Source document:
#####

If Walker in 1876 is then followed by Ely in 1889, and both have the same regret that is described by Mill, it appears almost certain that the laurel goes to Walker although Mill would have to be seen as a likely influence. The use by Ely would have, of course, established the term as part of economic discourse. And yet even then the term entrepreneur may not have truly entered into the lexicon of economics. The actual moment that entrepreneur may have become part of the common language of economics may not have occurred until its use by Schumpeter in his The Theory of Economic Development which was originally published in German in 1911 but only translated into English in 1934. There he associates the entrepreneur not only with the management of a business but also intrinsically as an innovator and introduces the phrase “creative destruction” as the process through which entrepreneurially-led innovation occurs. It is Schumpeter’s particular use that still pervades much of the literature on entrepreneurship although not all uses of the term include this additional connotation. Israel Kirzner, for example, who has written extensively on the role of the entrepreneur, uses the term to describe the manager of an enterprise in the sense it was meant by Mill and Walker.
Finally, it has been noted initially by Mason Gaffney that being innovative does not necessarily make one a benefactor to society. This has been well brought out by Petur Jonsson in his especially interesting article where he wrote following Baumol:
Innovative entrepreneurship is not about creating new products and services per se. Innovative entrepreneurship consists of ‘finding creative ways’ to achieve one’s objectives whatever they may be (Baumol, 2010, p. 155). As explained earlier by Baumol (1990), sometimes this calls for unproductive or even destructive actions. Sometimes people find creative ways to increase their status, wealth, or power without producing anything of value for others. Innovative entrepreneurs will create tradable new goods and services if, and only if, they have an incentive to channel their creative efforts in such pursuits. In truth, even today, some of the most creative and innovative efforts we see anywhere are devoted to criminal enterprises. For example, as outlined by Jonsson (2009), much of internet crime is run by exceptionally creative people who consistently remain a step ahead of regulators, law enforcement and various internet security set ups. (Jonsson 2013: 3)
Nevertheless, I am absolutely with those who think of the entrepreneur as the no questions asked essential ingredient at the heart of the market process. There are no doubt forms of self-interested behaviour that are harmful to the social order and require planning and initiative – as is likely the case with most forms of criminality. But in thinking about how economies are made stronger and more productive, there is no other means to this end other than through entrepreneurially-driven market activity within a legal environment put in place and managed by government.

#####

Directive A: Transcribe the part of the passage on the entrepreneur above starting with "Nevertheless, I am" and going on through "managed by government.".
Directive B:
Answer these questions from the passage on the entrepreneur above:
(i) In what year was Schumpeter's The Theory of Economic Development translated into English?
(ii) Who first noted that being innovative does not necessarily make one a benefactor to society?
(iii) According to the quoted passage, to what kind of enterprises are some of the most creative and innovative efforts devoted even today?

Items:
#####

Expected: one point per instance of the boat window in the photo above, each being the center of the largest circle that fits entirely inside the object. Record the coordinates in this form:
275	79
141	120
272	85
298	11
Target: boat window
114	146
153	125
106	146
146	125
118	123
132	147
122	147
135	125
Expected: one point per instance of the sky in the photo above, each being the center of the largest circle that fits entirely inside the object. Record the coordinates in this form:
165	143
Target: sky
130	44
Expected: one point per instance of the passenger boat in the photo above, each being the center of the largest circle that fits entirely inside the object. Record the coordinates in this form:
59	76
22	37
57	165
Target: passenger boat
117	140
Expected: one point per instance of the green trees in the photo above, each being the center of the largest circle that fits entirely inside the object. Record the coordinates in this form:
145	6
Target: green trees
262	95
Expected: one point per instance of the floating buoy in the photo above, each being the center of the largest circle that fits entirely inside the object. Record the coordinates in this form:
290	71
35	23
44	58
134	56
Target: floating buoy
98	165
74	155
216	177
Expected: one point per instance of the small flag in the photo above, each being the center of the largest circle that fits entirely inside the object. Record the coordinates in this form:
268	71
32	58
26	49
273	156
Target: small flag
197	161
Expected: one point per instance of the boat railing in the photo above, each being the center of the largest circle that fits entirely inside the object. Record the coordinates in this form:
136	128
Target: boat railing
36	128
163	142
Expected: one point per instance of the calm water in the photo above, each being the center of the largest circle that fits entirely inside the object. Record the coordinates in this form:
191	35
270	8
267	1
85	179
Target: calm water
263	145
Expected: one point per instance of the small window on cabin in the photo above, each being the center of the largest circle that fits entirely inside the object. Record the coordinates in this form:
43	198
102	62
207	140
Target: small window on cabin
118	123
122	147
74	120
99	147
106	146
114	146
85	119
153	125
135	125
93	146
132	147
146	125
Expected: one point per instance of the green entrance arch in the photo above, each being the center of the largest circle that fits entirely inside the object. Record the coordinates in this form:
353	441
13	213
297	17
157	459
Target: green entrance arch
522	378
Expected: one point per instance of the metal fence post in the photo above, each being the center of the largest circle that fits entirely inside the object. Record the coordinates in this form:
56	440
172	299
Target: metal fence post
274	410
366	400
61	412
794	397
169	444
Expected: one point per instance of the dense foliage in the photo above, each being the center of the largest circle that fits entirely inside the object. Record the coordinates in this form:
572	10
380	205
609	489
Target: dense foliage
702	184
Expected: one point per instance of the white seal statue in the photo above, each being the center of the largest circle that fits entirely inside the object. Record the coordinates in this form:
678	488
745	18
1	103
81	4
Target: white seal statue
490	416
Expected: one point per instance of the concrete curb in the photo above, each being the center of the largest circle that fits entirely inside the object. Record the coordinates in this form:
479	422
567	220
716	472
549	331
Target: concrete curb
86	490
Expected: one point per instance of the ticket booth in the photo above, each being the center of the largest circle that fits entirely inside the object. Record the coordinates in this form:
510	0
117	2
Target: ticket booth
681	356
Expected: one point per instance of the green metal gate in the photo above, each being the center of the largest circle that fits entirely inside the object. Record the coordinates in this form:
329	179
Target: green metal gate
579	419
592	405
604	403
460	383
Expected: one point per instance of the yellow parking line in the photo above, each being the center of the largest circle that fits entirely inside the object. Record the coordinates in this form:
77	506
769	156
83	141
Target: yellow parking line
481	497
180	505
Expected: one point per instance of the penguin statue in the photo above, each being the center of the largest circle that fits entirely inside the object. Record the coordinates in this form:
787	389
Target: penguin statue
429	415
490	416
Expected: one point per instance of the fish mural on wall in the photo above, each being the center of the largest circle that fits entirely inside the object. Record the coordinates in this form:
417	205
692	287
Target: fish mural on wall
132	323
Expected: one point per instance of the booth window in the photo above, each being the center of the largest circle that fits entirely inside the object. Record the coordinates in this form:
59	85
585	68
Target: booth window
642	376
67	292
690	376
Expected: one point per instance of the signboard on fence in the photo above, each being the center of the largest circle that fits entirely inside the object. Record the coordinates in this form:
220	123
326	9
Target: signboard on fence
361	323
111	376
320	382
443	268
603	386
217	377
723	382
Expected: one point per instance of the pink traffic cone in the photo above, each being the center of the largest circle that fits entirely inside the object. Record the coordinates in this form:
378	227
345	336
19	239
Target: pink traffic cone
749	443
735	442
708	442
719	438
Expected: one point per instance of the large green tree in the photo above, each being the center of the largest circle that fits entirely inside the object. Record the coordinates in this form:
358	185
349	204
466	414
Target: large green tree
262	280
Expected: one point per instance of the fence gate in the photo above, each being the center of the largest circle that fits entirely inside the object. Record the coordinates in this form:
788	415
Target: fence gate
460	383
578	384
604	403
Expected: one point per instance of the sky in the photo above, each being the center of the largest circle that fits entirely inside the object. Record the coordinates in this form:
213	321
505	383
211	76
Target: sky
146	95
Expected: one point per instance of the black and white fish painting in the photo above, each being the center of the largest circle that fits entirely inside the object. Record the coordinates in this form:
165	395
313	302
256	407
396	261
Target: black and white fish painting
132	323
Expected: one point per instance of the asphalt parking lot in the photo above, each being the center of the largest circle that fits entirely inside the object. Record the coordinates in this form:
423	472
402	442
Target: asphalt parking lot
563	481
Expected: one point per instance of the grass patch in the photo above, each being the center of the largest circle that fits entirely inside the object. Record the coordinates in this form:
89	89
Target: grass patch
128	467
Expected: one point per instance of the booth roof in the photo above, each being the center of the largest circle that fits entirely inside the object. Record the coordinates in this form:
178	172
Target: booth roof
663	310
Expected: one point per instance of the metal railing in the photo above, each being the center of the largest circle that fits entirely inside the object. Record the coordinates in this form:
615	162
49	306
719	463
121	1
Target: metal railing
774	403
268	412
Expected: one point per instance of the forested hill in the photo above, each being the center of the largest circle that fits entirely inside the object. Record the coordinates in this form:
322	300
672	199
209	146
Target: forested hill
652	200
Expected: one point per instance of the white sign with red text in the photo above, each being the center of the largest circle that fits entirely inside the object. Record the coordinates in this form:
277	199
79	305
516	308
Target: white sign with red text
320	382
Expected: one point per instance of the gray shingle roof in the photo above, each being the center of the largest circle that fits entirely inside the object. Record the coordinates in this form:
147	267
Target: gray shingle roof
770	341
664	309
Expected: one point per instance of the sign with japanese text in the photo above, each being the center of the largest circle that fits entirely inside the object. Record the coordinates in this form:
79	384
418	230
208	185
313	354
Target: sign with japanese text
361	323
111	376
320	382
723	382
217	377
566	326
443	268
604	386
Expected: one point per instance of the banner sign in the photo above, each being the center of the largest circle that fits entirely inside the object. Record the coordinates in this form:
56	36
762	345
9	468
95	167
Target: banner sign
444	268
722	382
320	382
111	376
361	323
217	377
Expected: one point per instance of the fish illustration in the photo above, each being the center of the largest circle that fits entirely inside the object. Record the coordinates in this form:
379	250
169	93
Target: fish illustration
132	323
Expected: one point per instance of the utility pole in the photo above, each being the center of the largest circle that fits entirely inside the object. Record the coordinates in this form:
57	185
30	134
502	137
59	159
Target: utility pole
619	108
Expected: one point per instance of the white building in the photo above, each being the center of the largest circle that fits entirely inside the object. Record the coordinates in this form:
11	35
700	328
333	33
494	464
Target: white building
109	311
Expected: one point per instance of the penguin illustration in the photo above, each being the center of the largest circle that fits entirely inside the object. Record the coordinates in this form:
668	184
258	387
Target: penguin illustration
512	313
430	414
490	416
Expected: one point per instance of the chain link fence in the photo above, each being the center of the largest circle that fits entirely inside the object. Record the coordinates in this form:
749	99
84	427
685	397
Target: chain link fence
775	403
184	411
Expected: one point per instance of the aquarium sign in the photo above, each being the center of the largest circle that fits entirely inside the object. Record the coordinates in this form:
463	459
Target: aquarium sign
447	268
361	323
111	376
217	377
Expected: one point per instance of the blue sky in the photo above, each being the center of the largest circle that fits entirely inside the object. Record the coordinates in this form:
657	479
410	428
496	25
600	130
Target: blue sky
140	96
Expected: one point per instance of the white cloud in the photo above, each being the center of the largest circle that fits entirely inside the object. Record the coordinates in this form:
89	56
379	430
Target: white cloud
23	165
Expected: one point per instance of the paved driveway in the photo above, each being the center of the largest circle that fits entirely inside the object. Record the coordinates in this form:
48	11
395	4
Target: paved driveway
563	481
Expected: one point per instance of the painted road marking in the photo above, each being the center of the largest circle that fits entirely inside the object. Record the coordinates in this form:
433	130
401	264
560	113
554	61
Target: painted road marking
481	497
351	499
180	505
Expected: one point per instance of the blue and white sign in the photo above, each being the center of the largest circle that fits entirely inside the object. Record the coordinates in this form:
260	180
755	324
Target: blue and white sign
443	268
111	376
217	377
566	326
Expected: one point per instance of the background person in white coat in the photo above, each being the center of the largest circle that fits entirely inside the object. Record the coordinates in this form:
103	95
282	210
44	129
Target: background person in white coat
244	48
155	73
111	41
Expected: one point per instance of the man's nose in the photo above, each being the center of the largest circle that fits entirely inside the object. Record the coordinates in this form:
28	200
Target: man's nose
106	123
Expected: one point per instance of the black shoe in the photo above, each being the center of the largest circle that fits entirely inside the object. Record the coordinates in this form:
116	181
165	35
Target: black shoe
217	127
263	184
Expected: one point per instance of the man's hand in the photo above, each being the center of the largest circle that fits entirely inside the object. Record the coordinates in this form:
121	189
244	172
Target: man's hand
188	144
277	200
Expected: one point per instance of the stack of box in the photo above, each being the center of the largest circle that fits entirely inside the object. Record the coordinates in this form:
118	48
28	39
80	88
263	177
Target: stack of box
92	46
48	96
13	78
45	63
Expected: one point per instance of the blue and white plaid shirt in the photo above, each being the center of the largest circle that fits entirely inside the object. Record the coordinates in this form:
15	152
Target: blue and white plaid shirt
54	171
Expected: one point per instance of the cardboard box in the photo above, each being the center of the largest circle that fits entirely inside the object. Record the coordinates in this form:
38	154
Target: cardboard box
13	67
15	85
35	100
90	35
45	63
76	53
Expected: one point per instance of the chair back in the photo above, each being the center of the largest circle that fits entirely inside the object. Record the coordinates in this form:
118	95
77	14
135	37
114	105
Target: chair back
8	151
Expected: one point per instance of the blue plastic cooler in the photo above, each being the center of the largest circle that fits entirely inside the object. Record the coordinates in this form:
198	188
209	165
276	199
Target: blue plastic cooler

#####

Written response A:
Nevertheless, I am absolutely with those who think of the entrepreneur as the no questions asked essential ingredient at the heart of the market process. There are no doubt forms of self-interested behaviour that are harmful to the social order and require planning and initiative – as is likely the case with most forms of criminality. But in thinking about how economies are made stronger and more productive, there is no other means to this end other than through entrepreneurially-driven market activity within a legal environment put in place and managed by government.

Written response B:
(i) 1934
(ii) Mason Gaffney
(iii) Criminal enterprises